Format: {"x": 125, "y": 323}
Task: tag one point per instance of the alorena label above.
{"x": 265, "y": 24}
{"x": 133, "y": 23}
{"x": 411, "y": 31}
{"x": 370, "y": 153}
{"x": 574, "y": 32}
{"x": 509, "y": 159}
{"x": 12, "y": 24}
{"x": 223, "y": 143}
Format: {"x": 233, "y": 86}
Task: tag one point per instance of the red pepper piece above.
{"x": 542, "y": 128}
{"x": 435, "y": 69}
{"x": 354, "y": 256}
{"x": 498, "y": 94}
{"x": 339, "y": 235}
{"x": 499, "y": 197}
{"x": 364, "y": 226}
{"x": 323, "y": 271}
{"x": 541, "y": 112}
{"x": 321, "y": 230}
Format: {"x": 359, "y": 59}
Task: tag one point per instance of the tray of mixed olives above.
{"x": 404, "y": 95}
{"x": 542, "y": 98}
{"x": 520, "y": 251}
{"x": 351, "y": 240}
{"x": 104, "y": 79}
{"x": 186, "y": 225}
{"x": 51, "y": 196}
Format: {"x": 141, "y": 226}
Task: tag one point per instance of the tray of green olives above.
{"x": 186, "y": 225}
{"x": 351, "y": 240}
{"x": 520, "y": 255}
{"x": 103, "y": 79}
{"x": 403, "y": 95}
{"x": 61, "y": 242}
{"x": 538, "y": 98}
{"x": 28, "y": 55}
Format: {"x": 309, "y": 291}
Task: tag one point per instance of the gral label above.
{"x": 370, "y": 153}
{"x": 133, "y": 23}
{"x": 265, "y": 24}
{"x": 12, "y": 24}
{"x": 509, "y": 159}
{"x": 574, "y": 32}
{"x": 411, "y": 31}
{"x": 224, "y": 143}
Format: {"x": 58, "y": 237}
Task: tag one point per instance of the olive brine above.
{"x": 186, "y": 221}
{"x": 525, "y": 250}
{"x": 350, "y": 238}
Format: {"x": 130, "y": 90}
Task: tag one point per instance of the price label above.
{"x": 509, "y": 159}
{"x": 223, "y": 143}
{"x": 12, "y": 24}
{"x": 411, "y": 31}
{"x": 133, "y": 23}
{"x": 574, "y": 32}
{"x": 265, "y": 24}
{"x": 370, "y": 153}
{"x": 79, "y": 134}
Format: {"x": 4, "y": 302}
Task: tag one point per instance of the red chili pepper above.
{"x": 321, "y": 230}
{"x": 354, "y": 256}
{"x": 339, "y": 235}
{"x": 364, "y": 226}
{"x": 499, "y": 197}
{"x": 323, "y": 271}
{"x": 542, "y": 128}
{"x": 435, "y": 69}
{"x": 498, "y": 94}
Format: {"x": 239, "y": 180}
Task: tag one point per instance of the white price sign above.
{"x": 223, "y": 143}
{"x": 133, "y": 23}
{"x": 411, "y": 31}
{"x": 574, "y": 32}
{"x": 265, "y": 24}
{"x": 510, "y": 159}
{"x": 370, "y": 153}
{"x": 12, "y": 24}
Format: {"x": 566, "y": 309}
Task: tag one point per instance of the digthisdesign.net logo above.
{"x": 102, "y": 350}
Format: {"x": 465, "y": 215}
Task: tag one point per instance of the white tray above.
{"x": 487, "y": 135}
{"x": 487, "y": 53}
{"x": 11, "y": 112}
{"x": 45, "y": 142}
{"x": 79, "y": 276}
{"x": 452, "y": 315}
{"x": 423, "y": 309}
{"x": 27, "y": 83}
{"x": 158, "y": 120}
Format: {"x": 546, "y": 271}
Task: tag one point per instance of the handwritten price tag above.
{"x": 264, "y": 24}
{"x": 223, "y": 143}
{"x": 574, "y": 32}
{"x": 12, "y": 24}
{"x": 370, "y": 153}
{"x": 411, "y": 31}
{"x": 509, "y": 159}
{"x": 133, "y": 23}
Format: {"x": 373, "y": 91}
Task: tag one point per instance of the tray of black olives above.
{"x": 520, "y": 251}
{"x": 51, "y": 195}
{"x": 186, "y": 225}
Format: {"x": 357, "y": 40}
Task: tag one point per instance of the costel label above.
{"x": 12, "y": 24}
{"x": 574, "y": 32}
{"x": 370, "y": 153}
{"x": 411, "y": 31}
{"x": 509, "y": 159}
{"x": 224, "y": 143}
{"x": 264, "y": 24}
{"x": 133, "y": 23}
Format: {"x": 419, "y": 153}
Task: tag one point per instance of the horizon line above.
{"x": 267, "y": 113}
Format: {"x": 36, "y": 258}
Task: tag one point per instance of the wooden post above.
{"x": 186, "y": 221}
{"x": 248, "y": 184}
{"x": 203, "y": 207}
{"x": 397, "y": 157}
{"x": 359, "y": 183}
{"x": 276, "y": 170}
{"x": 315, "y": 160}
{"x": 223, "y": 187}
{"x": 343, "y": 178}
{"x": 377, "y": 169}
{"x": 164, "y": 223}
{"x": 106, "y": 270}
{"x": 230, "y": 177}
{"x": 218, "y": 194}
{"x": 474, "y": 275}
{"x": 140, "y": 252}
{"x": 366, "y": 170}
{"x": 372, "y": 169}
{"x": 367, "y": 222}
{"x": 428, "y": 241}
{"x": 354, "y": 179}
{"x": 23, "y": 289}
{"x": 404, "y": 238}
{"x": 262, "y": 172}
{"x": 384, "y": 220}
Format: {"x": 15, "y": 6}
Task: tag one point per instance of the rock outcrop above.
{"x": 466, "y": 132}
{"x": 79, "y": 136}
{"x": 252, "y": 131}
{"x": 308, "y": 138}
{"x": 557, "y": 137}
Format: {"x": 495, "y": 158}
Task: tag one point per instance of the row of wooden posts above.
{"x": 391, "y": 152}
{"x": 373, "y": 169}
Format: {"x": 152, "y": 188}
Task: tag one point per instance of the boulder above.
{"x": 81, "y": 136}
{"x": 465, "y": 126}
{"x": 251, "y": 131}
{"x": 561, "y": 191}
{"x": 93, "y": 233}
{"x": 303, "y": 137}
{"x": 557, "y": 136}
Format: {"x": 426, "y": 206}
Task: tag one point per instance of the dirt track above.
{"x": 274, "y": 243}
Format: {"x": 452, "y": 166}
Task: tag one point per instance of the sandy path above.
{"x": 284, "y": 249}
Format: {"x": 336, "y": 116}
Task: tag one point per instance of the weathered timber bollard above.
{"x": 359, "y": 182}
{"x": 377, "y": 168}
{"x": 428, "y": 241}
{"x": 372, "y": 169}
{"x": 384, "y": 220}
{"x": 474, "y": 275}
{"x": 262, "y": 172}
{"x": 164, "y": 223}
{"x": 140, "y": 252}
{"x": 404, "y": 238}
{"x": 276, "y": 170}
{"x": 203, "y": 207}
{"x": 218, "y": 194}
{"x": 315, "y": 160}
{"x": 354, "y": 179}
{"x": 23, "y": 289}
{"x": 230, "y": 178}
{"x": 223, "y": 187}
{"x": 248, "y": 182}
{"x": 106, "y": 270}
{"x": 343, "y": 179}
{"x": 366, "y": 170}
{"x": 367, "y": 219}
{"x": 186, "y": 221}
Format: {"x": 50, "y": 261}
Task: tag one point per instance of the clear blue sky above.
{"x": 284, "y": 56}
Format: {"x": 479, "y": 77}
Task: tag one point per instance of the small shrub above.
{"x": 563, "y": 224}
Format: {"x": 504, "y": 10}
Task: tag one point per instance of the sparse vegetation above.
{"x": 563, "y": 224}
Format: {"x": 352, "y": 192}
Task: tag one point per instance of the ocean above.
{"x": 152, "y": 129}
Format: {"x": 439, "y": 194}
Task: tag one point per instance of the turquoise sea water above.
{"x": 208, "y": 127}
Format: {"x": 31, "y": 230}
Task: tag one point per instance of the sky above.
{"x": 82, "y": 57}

════════

*PROBLEM:*
Nothing in the data may be omitted; transcribe it exactly.

*RESULT FOR THIS TASK:*
Format: {"x": 125, "y": 323}
Task: tag one point per instance of the alorena label above.
{"x": 265, "y": 24}
{"x": 133, "y": 23}
{"x": 411, "y": 31}
{"x": 370, "y": 153}
{"x": 574, "y": 32}
{"x": 509, "y": 159}
{"x": 12, "y": 24}
{"x": 223, "y": 143}
Format: {"x": 233, "y": 86}
Task: tag one point per instance of the red pepper piece above.
{"x": 542, "y": 128}
{"x": 435, "y": 69}
{"x": 354, "y": 256}
{"x": 498, "y": 94}
{"x": 339, "y": 235}
{"x": 499, "y": 197}
{"x": 364, "y": 226}
{"x": 323, "y": 271}
{"x": 541, "y": 112}
{"x": 321, "y": 230}
Format: {"x": 359, "y": 59}
Task: tag one point per instance of the tray of mixed olives above.
{"x": 404, "y": 95}
{"x": 542, "y": 98}
{"x": 520, "y": 251}
{"x": 351, "y": 240}
{"x": 104, "y": 79}
{"x": 186, "y": 225}
{"x": 51, "y": 196}
Format: {"x": 141, "y": 226}
Task: tag one point per instance of the tray of green olives above.
{"x": 186, "y": 225}
{"x": 351, "y": 240}
{"x": 520, "y": 255}
{"x": 103, "y": 79}
{"x": 403, "y": 95}
{"x": 61, "y": 242}
{"x": 538, "y": 98}
{"x": 28, "y": 55}
Format: {"x": 309, "y": 291}
Task: tag one point per instance of the gral label above.
{"x": 370, "y": 153}
{"x": 133, "y": 23}
{"x": 265, "y": 24}
{"x": 12, "y": 24}
{"x": 509, "y": 159}
{"x": 574, "y": 32}
{"x": 411, "y": 31}
{"x": 224, "y": 143}
Format: {"x": 58, "y": 237}
Task: tag one point per instance of the olive brine above.
{"x": 186, "y": 221}
{"x": 525, "y": 250}
{"x": 350, "y": 238}
Format: {"x": 130, "y": 90}
Task: tag one point per instance of the price label above.
{"x": 509, "y": 159}
{"x": 223, "y": 143}
{"x": 12, "y": 24}
{"x": 411, "y": 31}
{"x": 133, "y": 23}
{"x": 574, "y": 32}
{"x": 265, "y": 24}
{"x": 370, "y": 153}
{"x": 79, "y": 134}
Format: {"x": 4, "y": 302}
Task: tag one point per instance of the red chili pepper above.
{"x": 321, "y": 230}
{"x": 354, "y": 256}
{"x": 339, "y": 235}
{"x": 364, "y": 226}
{"x": 499, "y": 197}
{"x": 323, "y": 271}
{"x": 542, "y": 128}
{"x": 435, "y": 69}
{"x": 498, "y": 94}
Format: {"x": 239, "y": 180}
Task: tag one point per instance of the white price sign above.
{"x": 223, "y": 143}
{"x": 133, "y": 23}
{"x": 411, "y": 31}
{"x": 574, "y": 32}
{"x": 265, "y": 24}
{"x": 510, "y": 159}
{"x": 370, "y": 153}
{"x": 12, "y": 24}
Format: {"x": 566, "y": 309}
Task: tag one point per instance of the digthisdesign.net logo above.
{"x": 102, "y": 350}
Format: {"x": 465, "y": 215}
Task: tag one point per instance of the white tray above.
{"x": 487, "y": 135}
{"x": 487, "y": 53}
{"x": 11, "y": 112}
{"x": 45, "y": 142}
{"x": 79, "y": 276}
{"x": 452, "y": 315}
{"x": 423, "y": 309}
{"x": 27, "y": 83}
{"x": 158, "y": 120}
Format: {"x": 546, "y": 271}
Task: tag one point per instance of the handwritten price tag above.
{"x": 264, "y": 24}
{"x": 223, "y": 143}
{"x": 574, "y": 32}
{"x": 12, "y": 24}
{"x": 370, "y": 153}
{"x": 411, "y": 31}
{"x": 509, "y": 159}
{"x": 133, "y": 23}
Format: {"x": 373, "y": 91}
Task: tag one point per instance of the tray of black olives above.
{"x": 520, "y": 251}
{"x": 51, "y": 195}
{"x": 186, "y": 225}
Format: {"x": 357, "y": 40}
Task: tag one point per instance of the costel label above.
{"x": 12, "y": 24}
{"x": 574, "y": 32}
{"x": 370, "y": 153}
{"x": 411, "y": 31}
{"x": 509, "y": 159}
{"x": 224, "y": 143}
{"x": 264, "y": 24}
{"x": 133, "y": 23}
Format: {"x": 419, "y": 153}
Task: tag one point per instance of the horizon line above.
{"x": 267, "y": 113}
Format: {"x": 36, "y": 258}
Task: tag one point per instance of the wooden post above.
{"x": 186, "y": 221}
{"x": 248, "y": 184}
{"x": 203, "y": 207}
{"x": 397, "y": 157}
{"x": 359, "y": 183}
{"x": 276, "y": 170}
{"x": 315, "y": 160}
{"x": 223, "y": 187}
{"x": 343, "y": 178}
{"x": 377, "y": 169}
{"x": 164, "y": 223}
{"x": 106, "y": 270}
{"x": 230, "y": 177}
{"x": 218, "y": 194}
{"x": 474, "y": 275}
{"x": 140, "y": 252}
{"x": 366, "y": 170}
{"x": 372, "y": 169}
{"x": 367, "y": 222}
{"x": 428, "y": 241}
{"x": 354, "y": 179}
{"x": 23, "y": 289}
{"x": 404, "y": 238}
{"x": 262, "y": 172}
{"x": 384, "y": 220}
Format: {"x": 15, "y": 6}
Task: tag one point per instance of the rock outcrop above.
{"x": 466, "y": 132}
{"x": 79, "y": 136}
{"x": 252, "y": 131}
{"x": 308, "y": 138}
{"x": 557, "y": 137}
Format: {"x": 495, "y": 158}
Task: tag one point per instance of the row of wooden posts above.
{"x": 391, "y": 152}
{"x": 373, "y": 169}
Format: {"x": 152, "y": 188}
Task: tag one point per instance of the boulder above.
{"x": 81, "y": 136}
{"x": 465, "y": 126}
{"x": 251, "y": 131}
{"x": 561, "y": 191}
{"x": 93, "y": 233}
{"x": 303, "y": 137}
{"x": 557, "y": 136}
Format: {"x": 426, "y": 206}
Task: tag one point per instance of the dirt track above.
{"x": 274, "y": 243}
Format: {"x": 452, "y": 166}
Task: tag one point per instance of the sandy path above.
{"x": 284, "y": 249}
Format: {"x": 336, "y": 116}
Task: tag one point per instance of the weathered timber bollard above.
{"x": 359, "y": 182}
{"x": 377, "y": 168}
{"x": 428, "y": 241}
{"x": 372, "y": 169}
{"x": 384, "y": 220}
{"x": 474, "y": 275}
{"x": 262, "y": 172}
{"x": 164, "y": 223}
{"x": 140, "y": 252}
{"x": 404, "y": 238}
{"x": 276, "y": 170}
{"x": 203, "y": 207}
{"x": 218, "y": 194}
{"x": 315, "y": 160}
{"x": 354, "y": 179}
{"x": 23, "y": 289}
{"x": 230, "y": 178}
{"x": 223, "y": 187}
{"x": 248, "y": 182}
{"x": 106, "y": 270}
{"x": 343, "y": 179}
{"x": 366, "y": 170}
{"x": 367, "y": 219}
{"x": 186, "y": 221}
Format: {"x": 50, "y": 261}
Task: tag one point per instance of the clear blue sky above.
{"x": 284, "y": 56}
Format: {"x": 479, "y": 77}
Task: tag one point per instance of the small shrub above.
{"x": 563, "y": 224}
Format: {"x": 504, "y": 10}
Task: tag one point per instance of the sparse vegetation above.
{"x": 563, "y": 224}
Format: {"x": 352, "y": 192}
Task: tag one point per instance of the ocean above.
{"x": 152, "y": 129}
Format: {"x": 439, "y": 194}
Task: tag one point per instance of the turquoise sea water above.
{"x": 208, "y": 127}
Format: {"x": 31, "y": 230}
Task: tag one point per instance of the sky above.
{"x": 82, "y": 57}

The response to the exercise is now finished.